## begin DATA EXTRACT

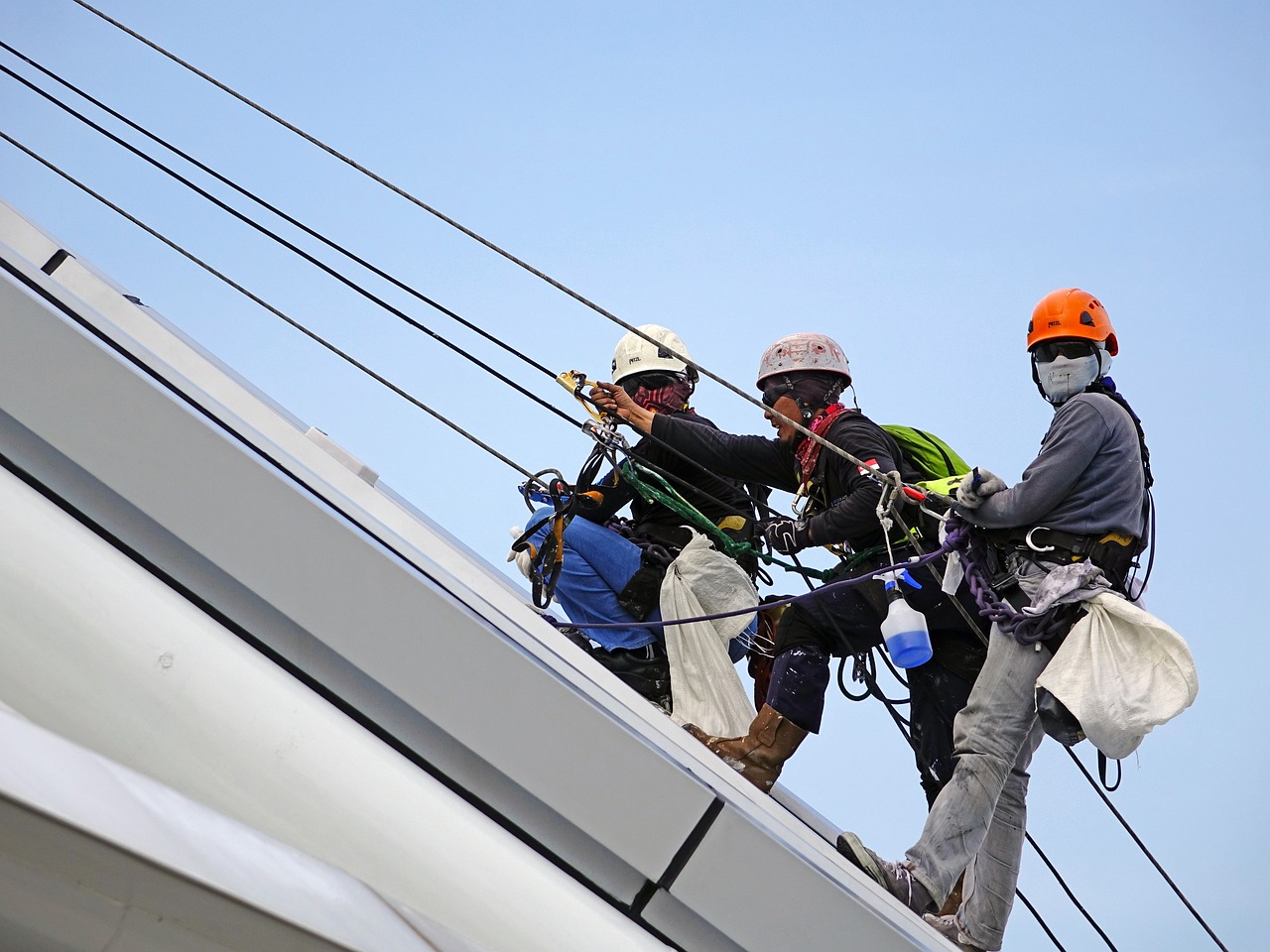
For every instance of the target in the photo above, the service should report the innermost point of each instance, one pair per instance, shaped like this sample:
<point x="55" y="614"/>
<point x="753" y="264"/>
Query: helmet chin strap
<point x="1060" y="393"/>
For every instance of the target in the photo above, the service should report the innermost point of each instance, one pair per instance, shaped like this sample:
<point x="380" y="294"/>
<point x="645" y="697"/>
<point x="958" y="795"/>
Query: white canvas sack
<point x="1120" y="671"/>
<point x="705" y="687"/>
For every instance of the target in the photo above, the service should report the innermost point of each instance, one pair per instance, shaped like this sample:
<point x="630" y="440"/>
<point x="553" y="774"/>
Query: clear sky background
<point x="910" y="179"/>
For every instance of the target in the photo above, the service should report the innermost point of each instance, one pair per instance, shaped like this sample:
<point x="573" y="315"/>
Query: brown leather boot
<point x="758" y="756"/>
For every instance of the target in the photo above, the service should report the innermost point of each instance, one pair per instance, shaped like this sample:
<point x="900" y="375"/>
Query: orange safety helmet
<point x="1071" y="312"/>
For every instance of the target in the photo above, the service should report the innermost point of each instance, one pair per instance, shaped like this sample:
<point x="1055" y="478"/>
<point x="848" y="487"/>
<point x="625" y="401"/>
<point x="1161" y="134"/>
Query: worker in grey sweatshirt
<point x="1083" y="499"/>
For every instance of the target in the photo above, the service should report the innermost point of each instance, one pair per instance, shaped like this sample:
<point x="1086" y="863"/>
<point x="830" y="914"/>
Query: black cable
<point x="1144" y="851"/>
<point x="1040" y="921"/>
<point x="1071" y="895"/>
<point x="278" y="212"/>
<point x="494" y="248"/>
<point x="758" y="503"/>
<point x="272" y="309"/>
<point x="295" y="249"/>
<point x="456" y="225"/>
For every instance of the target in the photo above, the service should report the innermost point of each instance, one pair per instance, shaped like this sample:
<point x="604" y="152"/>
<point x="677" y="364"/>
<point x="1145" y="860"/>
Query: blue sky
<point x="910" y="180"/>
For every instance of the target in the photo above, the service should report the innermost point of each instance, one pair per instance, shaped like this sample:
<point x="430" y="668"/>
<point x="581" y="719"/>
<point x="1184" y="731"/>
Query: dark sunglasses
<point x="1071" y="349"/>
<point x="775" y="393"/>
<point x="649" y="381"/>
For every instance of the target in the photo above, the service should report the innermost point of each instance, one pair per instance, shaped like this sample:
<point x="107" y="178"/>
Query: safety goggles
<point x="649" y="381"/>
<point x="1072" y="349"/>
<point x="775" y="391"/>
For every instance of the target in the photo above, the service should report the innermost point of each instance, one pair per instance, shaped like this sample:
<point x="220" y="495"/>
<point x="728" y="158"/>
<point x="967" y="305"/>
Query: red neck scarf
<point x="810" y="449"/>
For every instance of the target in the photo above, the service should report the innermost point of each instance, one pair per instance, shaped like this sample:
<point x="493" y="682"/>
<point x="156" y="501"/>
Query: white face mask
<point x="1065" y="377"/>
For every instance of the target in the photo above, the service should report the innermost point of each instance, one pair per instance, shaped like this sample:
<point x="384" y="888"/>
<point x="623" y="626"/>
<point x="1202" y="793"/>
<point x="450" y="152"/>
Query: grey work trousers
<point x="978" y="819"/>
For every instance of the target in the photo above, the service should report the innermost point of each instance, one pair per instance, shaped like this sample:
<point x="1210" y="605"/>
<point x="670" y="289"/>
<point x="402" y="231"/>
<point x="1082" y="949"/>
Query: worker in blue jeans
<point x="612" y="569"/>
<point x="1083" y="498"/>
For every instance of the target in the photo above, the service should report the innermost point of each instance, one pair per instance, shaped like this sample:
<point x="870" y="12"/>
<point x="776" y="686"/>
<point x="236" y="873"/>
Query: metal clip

## end DATA EXTRACT

▶ _WHAT IS BEING ASKED_
From the items above, copy out only the lines that contain the word "blue".

▶ _RESPONSE TO THIS EXERCISE_
Query: blue sky
Query: worker in blue jeans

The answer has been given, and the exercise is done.